**Goal:**
Retype every line of the entries below with no changes at all.

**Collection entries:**
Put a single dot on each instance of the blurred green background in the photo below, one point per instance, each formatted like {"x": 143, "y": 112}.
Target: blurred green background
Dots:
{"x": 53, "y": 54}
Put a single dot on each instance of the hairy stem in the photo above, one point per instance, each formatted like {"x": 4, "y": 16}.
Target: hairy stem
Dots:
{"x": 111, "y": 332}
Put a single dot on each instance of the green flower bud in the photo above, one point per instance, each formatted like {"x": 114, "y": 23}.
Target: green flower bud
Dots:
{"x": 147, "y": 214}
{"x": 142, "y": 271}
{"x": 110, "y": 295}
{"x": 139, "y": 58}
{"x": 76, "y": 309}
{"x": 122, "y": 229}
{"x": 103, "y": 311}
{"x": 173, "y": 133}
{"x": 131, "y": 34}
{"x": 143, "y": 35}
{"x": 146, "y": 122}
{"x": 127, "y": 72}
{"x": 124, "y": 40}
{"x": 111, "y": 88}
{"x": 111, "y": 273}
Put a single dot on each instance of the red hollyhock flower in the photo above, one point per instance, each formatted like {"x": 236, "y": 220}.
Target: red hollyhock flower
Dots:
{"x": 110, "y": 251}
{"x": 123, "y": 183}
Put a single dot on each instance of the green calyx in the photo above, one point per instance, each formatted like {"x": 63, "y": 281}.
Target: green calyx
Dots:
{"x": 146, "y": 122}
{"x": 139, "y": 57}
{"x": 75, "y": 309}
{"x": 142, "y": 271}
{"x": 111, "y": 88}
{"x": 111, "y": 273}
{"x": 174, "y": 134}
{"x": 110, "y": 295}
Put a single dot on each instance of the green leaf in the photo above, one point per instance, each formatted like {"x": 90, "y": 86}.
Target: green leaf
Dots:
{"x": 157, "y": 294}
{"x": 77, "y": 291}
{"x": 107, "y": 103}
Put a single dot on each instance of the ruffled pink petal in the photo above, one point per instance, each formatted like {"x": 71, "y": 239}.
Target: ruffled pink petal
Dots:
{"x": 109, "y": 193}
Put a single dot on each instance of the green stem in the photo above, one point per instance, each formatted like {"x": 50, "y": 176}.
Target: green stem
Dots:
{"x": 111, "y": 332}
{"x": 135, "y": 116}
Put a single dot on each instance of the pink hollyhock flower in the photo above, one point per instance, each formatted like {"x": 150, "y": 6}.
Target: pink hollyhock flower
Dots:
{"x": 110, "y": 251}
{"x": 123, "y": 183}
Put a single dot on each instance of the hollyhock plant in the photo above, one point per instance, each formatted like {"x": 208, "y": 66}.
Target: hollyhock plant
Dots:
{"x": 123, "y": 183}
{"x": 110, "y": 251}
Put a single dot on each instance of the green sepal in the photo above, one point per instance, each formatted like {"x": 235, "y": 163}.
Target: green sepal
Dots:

**Full response:**
Put a single dot on each instance of the blurred green background in the photo below, one point per instance, each formatted like {"x": 143, "y": 112}.
Target: blurred green background
Dots:
{"x": 53, "y": 54}
Put a single dot on each instance of the hairy stem in the photo above, one point per instance, each formatted like {"x": 4, "y": 16}.
Target: hairy stem
Dots:
{"x": 111, "y": 332}
Put a single dot on each instance of the green flower bud in the photo above, one point per instance, each formatted like {"x": 114, "y": 23}.
Target: green flower bud
Dots:
{"x": 147, "y": 214}
{"x": 142, "y": 271}
{"x": 110, "y": 295}
{"x": 139, "y": 58}
{"x": 76, "y": 309}
{"x": 122, "y": 229}
{"x": 103, "y": 311}
{"x": 173, "y": 133}
{"x": 131, "y": 34}
{"x": 143, "y": 35}
{"x": 146, "y": 122}
{"x": 127, "y": 72}
{"x": 124, "y": 40}
{"x": 111, "y": 88}
{"x": 111, "y": 273}
Put a single dot on each instance of the red hollyhock flower in the photo above, one point per instance, each formatted like {"x": 236, "y": 220}.
Target: red hollyhock flower
Dots:
{"x": 110, "y": 251}
{"x": 123, "y": 183}
Put a single dot on each instance of the green calyx in the photo above, one point per instance, each formatted like {"x": 63, "y": 281}.
Target: green calyx
Dots:
{"x": 146, "y": 122}
{"x": 139, "y": 57}
{"x": 75, "y": 309}
{"x": 142, "y": 271}
{"x": 111, "y": 88}
{"x": 111, "y": 273}
{"x": 174, "y": 134}
{"x": 110, "y": 295}
Put a single dot on each instance of the green leaf in the photo above, one point per instance, each formatted like {"x": 90, "y": 86}.
Target: green leaf
Dots:
{"x": 157, "y": 294}
{"x": 77, "y": 291}
{"x": 107, "y": 103}
Put a single dot on each instance of the ruffled pink petal in the photo above, one point per instance, each formatted like {"x": 71, "y": 239}.
Target: ruffled pink petal
Dots:
{"x": 109, "y": 193}
Put a single dot on each instance of the green stem in the photo above, one point per instance, each formatted like {"x": 50, "y": 176}.
Target: green stem
Dots:
{"x": 111, "y": 332}
{"x": 135, "y": 116}
Put a single dot on each instance of the pink hollyhock flower in the photo above, one point per instance, each formatted like {"x": 150, "y": 6}.
Target: pink hollyhock flower
Dots:
{"x": 110, "y": 251}
{"x": 123, "y": 183}
Put a single dot on each instance of the hollyhock plant in the photo above, one point per instance, each formatted like {"x": 208, "y": 66}.
Target: hollyhock plant
Dots:
{"x": 123, "y": 183}
{"x": 110, "y": 251}
Put a single dot on each instance of the green sepal in the photo above, one point per instance, each formatted like {"x": 235, "y": 163}.
Target: green sepal
Dots:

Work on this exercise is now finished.